• **Instructions to follow**: Count the lines in the items below that contain the string "industrial", treating case as significant. Give only the number.
***
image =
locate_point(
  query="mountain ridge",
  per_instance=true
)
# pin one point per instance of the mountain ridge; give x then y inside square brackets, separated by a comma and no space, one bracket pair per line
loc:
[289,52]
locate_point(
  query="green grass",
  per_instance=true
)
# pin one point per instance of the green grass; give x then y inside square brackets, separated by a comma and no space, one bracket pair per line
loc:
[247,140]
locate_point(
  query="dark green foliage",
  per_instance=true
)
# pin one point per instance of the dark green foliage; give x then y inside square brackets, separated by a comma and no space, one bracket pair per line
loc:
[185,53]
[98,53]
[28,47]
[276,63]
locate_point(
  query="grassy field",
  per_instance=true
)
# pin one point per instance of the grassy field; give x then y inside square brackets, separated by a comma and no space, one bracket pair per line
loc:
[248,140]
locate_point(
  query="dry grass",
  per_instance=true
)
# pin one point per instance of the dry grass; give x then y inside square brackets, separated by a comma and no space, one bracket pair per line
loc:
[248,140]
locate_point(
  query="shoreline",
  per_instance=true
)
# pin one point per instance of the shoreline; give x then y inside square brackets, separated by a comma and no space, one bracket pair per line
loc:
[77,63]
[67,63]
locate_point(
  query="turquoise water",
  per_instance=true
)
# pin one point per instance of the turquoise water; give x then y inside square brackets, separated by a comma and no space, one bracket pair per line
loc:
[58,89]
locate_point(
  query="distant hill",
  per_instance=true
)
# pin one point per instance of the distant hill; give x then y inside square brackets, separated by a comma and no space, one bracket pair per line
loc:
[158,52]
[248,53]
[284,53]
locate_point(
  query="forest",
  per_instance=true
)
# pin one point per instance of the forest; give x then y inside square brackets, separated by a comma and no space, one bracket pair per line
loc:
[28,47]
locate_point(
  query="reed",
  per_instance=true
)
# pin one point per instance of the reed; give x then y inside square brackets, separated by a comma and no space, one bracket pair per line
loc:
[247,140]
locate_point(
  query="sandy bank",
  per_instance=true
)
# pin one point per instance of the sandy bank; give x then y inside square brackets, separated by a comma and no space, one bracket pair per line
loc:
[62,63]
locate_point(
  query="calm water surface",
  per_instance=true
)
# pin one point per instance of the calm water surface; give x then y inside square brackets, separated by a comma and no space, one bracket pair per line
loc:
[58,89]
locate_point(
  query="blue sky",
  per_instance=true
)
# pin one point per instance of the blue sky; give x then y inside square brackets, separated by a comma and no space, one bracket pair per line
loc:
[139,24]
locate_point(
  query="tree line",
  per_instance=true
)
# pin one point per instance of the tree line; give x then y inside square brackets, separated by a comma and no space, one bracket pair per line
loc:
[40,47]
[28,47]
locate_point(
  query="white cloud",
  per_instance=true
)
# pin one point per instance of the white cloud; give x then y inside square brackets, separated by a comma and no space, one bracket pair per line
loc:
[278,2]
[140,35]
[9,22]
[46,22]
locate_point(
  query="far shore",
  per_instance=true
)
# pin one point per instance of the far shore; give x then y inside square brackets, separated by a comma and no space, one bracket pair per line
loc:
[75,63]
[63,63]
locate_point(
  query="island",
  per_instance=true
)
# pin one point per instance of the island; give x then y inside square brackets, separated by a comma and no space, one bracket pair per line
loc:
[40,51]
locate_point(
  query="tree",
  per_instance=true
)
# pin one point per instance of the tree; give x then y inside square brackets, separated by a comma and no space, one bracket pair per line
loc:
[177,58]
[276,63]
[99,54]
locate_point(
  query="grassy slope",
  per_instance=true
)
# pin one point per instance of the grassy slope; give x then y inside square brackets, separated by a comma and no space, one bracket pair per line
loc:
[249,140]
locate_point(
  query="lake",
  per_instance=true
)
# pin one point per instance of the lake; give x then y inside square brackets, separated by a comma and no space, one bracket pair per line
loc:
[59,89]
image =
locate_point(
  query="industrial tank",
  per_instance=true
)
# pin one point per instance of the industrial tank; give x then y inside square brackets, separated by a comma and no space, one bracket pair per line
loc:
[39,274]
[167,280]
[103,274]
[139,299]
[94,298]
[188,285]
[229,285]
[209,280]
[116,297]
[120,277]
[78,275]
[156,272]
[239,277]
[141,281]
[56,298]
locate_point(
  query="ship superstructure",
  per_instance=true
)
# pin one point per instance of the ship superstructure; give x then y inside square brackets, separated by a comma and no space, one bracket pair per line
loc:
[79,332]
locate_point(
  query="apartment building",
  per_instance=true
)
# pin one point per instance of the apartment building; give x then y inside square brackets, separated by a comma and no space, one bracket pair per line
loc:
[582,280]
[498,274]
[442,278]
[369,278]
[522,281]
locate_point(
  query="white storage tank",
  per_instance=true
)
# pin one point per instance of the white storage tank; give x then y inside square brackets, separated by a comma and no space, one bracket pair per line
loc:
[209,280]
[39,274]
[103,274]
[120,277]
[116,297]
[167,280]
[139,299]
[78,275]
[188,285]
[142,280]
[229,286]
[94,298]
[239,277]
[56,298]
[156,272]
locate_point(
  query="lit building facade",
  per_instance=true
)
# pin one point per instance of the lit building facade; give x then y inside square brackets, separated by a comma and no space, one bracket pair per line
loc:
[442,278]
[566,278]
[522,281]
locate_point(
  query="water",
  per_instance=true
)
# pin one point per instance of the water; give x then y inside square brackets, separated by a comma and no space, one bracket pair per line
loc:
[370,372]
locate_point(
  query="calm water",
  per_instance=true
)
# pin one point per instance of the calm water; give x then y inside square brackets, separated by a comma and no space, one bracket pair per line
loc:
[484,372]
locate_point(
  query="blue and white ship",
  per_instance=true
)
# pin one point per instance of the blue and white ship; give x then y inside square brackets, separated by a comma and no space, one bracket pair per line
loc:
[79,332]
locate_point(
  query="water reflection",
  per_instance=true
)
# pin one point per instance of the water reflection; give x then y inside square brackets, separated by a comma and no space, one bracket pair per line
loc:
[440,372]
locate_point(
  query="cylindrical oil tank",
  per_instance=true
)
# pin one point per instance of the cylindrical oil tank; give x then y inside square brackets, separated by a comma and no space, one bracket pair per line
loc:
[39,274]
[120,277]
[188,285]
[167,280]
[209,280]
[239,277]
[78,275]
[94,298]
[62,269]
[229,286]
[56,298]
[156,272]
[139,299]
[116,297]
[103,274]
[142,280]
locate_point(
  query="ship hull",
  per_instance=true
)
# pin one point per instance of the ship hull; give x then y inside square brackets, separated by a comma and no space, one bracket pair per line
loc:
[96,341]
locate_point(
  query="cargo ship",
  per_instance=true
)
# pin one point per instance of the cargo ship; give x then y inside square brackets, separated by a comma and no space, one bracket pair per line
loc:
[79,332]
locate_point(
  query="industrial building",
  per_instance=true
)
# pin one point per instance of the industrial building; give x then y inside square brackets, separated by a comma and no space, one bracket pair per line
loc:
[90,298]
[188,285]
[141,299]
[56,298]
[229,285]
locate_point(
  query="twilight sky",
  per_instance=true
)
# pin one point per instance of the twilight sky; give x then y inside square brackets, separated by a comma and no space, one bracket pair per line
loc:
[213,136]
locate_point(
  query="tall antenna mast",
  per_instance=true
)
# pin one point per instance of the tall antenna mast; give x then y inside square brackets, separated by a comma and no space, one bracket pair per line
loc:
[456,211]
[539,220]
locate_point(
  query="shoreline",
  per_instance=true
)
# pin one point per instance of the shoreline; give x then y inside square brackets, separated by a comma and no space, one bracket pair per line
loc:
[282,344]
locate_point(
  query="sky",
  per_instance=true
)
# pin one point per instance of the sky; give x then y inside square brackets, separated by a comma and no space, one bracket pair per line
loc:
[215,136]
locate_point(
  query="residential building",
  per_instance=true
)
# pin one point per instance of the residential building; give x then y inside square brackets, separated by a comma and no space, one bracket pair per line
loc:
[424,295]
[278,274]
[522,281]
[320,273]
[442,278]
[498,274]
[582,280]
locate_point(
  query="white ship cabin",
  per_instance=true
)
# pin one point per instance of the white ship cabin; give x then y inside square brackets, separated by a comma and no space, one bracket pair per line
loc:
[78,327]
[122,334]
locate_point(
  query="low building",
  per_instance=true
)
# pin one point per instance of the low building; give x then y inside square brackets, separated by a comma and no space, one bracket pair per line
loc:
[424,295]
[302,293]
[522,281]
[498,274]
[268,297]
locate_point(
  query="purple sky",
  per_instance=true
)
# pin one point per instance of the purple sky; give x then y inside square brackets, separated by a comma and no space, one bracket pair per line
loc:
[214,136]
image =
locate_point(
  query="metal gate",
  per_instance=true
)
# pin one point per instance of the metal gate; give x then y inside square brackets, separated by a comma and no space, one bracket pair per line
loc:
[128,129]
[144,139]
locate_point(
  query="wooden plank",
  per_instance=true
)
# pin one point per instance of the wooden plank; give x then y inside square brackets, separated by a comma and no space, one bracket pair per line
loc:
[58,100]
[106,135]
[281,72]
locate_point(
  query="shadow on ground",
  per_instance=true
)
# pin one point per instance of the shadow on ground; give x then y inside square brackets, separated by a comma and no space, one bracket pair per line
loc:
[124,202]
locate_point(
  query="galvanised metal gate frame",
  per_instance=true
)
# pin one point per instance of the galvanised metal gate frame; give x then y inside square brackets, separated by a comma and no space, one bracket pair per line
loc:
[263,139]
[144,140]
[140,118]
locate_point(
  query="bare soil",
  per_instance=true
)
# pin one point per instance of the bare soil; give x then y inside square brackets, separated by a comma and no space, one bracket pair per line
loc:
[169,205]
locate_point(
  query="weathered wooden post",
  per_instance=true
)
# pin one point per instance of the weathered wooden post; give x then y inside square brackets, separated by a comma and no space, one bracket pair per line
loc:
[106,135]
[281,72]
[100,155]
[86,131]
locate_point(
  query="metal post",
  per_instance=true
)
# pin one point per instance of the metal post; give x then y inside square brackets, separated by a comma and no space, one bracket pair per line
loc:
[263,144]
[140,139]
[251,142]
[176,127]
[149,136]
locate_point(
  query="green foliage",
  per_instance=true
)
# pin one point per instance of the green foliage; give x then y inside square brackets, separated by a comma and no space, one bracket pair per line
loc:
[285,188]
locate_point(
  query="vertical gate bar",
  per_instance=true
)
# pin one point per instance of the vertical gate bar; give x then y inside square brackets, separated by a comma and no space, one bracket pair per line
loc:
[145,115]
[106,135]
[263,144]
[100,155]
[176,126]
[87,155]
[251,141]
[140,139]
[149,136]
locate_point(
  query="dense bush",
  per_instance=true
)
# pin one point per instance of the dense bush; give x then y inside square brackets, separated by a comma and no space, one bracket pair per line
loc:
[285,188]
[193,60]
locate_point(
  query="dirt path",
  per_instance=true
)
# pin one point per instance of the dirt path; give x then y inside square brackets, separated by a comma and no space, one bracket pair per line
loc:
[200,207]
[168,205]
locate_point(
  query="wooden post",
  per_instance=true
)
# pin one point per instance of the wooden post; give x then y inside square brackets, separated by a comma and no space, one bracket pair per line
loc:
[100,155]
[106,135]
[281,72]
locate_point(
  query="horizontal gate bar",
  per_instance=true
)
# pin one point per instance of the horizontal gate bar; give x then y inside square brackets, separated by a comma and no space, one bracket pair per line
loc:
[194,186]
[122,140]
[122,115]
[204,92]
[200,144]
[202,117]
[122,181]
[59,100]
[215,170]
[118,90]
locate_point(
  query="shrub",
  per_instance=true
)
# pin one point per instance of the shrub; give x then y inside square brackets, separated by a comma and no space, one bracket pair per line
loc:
***
• **Response for this exercise**: 4